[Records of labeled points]
______
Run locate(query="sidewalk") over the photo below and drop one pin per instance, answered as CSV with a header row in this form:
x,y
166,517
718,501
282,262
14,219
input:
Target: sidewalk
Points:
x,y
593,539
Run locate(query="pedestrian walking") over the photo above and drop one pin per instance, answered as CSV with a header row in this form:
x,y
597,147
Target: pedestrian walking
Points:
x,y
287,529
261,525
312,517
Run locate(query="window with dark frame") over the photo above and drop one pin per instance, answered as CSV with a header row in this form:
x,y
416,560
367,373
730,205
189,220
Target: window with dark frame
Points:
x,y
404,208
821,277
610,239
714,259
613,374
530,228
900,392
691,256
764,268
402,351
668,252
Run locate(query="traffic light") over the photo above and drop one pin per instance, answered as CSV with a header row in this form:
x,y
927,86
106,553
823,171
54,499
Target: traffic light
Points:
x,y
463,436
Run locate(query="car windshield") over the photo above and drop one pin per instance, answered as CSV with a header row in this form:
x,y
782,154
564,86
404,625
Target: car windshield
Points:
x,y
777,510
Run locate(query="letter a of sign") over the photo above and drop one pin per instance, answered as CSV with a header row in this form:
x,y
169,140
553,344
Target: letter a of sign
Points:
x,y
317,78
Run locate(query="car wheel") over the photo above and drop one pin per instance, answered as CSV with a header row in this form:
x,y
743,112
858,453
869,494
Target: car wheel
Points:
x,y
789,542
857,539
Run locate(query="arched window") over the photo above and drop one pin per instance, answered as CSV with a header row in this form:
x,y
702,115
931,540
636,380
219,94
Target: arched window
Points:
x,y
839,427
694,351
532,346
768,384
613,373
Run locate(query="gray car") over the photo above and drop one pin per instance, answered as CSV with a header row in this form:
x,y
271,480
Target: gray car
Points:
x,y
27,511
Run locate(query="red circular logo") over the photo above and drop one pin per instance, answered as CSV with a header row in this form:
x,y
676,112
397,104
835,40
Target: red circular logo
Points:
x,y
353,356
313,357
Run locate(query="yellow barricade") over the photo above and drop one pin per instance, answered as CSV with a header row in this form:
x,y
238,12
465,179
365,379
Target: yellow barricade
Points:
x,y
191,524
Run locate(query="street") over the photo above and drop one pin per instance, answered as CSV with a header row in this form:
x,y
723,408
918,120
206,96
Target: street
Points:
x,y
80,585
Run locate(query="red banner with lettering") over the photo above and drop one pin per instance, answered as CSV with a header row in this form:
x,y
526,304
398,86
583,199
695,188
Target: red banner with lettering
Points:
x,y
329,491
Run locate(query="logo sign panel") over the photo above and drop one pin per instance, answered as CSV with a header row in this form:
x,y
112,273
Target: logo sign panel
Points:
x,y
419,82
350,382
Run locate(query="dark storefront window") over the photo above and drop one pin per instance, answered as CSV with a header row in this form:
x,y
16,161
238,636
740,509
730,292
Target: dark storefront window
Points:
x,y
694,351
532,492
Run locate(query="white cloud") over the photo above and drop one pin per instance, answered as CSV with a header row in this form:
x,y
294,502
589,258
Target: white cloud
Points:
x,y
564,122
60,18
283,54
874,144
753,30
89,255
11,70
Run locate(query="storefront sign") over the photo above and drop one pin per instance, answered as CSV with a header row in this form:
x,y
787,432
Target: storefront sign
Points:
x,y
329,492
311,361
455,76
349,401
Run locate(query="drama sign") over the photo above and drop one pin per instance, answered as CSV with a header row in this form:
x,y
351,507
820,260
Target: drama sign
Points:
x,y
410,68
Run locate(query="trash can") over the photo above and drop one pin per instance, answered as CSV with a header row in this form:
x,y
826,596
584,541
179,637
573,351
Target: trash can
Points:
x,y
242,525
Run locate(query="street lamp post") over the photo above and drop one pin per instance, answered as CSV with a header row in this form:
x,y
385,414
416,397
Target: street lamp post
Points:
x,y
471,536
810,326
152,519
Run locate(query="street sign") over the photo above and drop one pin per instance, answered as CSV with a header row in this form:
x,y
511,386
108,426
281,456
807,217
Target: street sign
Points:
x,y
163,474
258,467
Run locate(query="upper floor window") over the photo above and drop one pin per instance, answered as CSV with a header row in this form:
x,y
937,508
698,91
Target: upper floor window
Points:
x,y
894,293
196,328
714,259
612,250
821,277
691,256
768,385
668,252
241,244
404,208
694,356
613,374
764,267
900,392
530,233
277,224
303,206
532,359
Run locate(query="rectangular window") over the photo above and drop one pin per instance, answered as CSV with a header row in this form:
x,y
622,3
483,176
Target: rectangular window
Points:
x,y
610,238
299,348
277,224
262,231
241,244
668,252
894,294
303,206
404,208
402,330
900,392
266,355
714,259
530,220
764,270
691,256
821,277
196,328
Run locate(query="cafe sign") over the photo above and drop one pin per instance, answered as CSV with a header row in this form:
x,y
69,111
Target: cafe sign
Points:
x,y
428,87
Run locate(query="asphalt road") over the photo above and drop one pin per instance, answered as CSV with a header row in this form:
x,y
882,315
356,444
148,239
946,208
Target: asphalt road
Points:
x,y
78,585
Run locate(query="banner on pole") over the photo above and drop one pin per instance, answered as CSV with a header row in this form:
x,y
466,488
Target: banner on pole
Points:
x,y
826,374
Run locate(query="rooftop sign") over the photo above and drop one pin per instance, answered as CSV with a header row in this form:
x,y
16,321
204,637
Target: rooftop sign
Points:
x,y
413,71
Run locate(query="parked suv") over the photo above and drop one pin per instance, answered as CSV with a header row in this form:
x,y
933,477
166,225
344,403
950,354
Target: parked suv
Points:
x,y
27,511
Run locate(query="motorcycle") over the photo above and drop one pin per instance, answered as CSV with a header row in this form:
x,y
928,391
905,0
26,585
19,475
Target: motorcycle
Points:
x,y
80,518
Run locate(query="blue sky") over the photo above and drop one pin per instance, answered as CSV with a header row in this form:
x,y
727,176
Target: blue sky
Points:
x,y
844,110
______
● STATED GOAL: Print every line of the records exactly. Omit nothing.

● WORKED SOLUTION:
Run locate(query="sidewalk") over the photo below and drop one pin per instance, answered as CSV with a header row in this form:
x,y
166,517
718,501
282,262
14,219
input:
Target: sidewalk
Points:
x,y
593,539
Run locate(query="pedestrian walking") over the photo above and drop one pin per instance, answered as CSV with a header row in this form:
x,y
597,147
Target: pedestrian walking
Points:
x,y
287,529
261,525
312,517
Run locate(query="window with dark frame") over the photo above and drop one pin per instance, answered as CSV with a header row in this form:
x,y
416,560
367,373
730,205
189,220
Target: window with dark frame
Points:
x,y
404,208
821,277
610,239
714,259
613,374
530,228
900,392
691,256
764,268
402,351
668,252
Run locate(query="traffic light") over the photo above and drop one pin per instance, answered as CSV with a header row in this form:
x,y
927,86
106,553
823,171
54,499
Target: traffic light
Points:
x,y
463,436
Run locate(query="car windshield") over the photo above and drop one pin per instance, answered as CSV with a header row in this form:
x,y
782,154
564,86
404,625
Target: car windshield
Points:
x,y
777,510
Run locate(query="letter a of sign") over the photo above and drop one pin per instance, answered as CSV with a header row in this form:
x,y
169,140
553,344
Target: letter a of sign
Points:
x,y
317,78
Run locate(query="car wheel") over the photo above and drop one pin per instance, answered as CSV with a header row in this form:
x,y
743,112
858,453
869,494
Target: car wheel
Points:
x,y
789,542
857,539
Run locate(query="arched window") over the photo above and drop one pin per instance, answered as CSV with a header row in this form:
x,y
702,115
931,540
636,380
219,94
Target: arched window
Points:
x,y
839,427
694,351
532,346
768,384
613,373
Run locate(query="gray car") over the photo above and drop one pin per instance, answered as CSV with a header row in this form:
x,y
271,480
Target: gray car
Points:
x,y
27,511
Run locate(query="red circular logo") over the photo above and drop one pin per instance, answered as CSV with a header row in this form:
x,y
676,112
397,104
835,40
Target: red circular logo
Points:
x,y
353,356
313,357
Run locate(query="yellow barricade") over the photo above and drop one pin per instance, answered as CSV with a header row in this form:
x,y
238,12
465,179
365,379
Target: yellow barricade
Points:
x,y
191,524
Run locate(query="street") over the photo above and drop one pin per instance, answered as CSV with a header row in this form:
x,y
723,408
918,120
206,96
Target: street
Points:
x,y
80,585
Run locate(query="red banner with lettering") over the photo above and drop one pin per instance, answered as CSV with a header row in this form:
x,y
526,304
398,86
583,199
695,188
Target: red banner with lettering
Points:
x,y
329,491
Run locate(query="logo sign panel") over the photo above and drop one pin per instance, answered as CSV with a header row in this form:
x,y
112,273
Target: logo sign panel
Points:
x,y
419,82
350,382
Run locate(query="dark storefront window") over the photo above and drop one pin per instance, answered as CSV with a header row in this form:
x,y
16,161
238,636
740,509
730,292
Target: dark storefront window
Points:
x,y
694,351
532,492
Run locate(query="white cloud") over the photo above and drop one pin per instance, answered as CSV with a header row in this form:
x,y
294,502
589,258
Target: white cloud
Points:
x,y
564,122
60,18
283,54
874,144
753,30
89,255
11,70
Run locate(query="storefront sign") over the photo above and drop one pin per instance, answered as CSV with a header row in this form:
x,y
787,432
Target: storefront sign
Points:
x,y
329,492
311,361
455,76
349,401
Run locate(query="drama sign") over the photo above and drop one pin per instance, answered as CSV with a header row in this form:
x,y
351,507
820,260
Target: drama sign
Points:
x,y
410,68
Run locate(query="trash can") over the photo above and drop one pin per instance, answered as CSV with a header row in this form:
x,y
826,596
584,541
179,637
573,351
Target: trash can
Points:
x,y
242,525
Run locate(query="street lamp post") over the photo above and drop one pin per instance, answered as CSV with a header row in this form:
x,y
385,414
416,397
Target: street lamp post
Points:
x,y
471,536
810,326
152,519
Run locate(query="street sign") over the photo above and drop one pin per instance, answered as CSV with a header row in this form:
x,y
511,386
108,426
281,456
807,217
Target: street sign
Points:
x,y
163,474
258,467
Run locate(query="upper floor window") over the photo above and drop one pin per instance, answered as CSV with a header row in this form:
x,y
937,508
698,91
Target: upper floor window
Points:
x,y
894,293
196,328
714,259
612,250
821,277
691,256
768,385
668,252
241,244
404,208
694,356
613,374
764,267
900,392
530,233
277,224
303,206
532,359
Run locate(query="rectangular window") over the photo above and drop one pin per instance, answered as CSV with a header row in this form:
x,y
622,3
483,176
Target: rectangular window
Points:
x,y
610,238
299,348
277,224
262,231
241,244
668,252
894,294
303,206
404,208
402,330
900,392
266,355
714,259
530,220
764,270
691,256
821,277
196,328
Run locate(query="cafe sign") over the photo above and drop one pin per instance, answered as CSV with a header row in this form:
x,y
69,111
Target: cafe sign
Points:
x,y
428,87
Run locate(query="asphalt road") over the photo above and drop one pin per instance, answered as CSV with a header row in this form:
x,y
882,315
356,444
148,239
946,208
Target: asphalt road
Points:
x,y
78,585
Run locate(query="banner on pole") over the photo above and drop one pin per instance, answered as CSV with a header row in this form:
x,y
466,488
Target: banner on pole
Points:
x,y
826,374
Run locate(query="rooftop sign") over the photo above and drop one pin per instance, answered as CSV with a header row in this form:
x,y
16,321
204,637
Target: rooftop sign
Points:
x,y
413,71
Run locate(query="parked suv") over the photo above and drop one pin per instance, answered as CSV with a header row in this form:
x,y
933,477
166,225
344,403
950,354
Target: parked suv
Points:
x,y
27,511
Run locate(query="motorcycle") over the photo above and drop one pin per instance, answered as CSV with a header row in this form:
x,y
928,391
905,0
26,585
19,475
Target: motorcycle
Points:
x,y
80,518
Run locate(query="blue sky") over the photo above and drop one pin per instance, answered as CSV with a header row in this form:
x,y
727,176
Target: blue sky
Points:
x,y
844,110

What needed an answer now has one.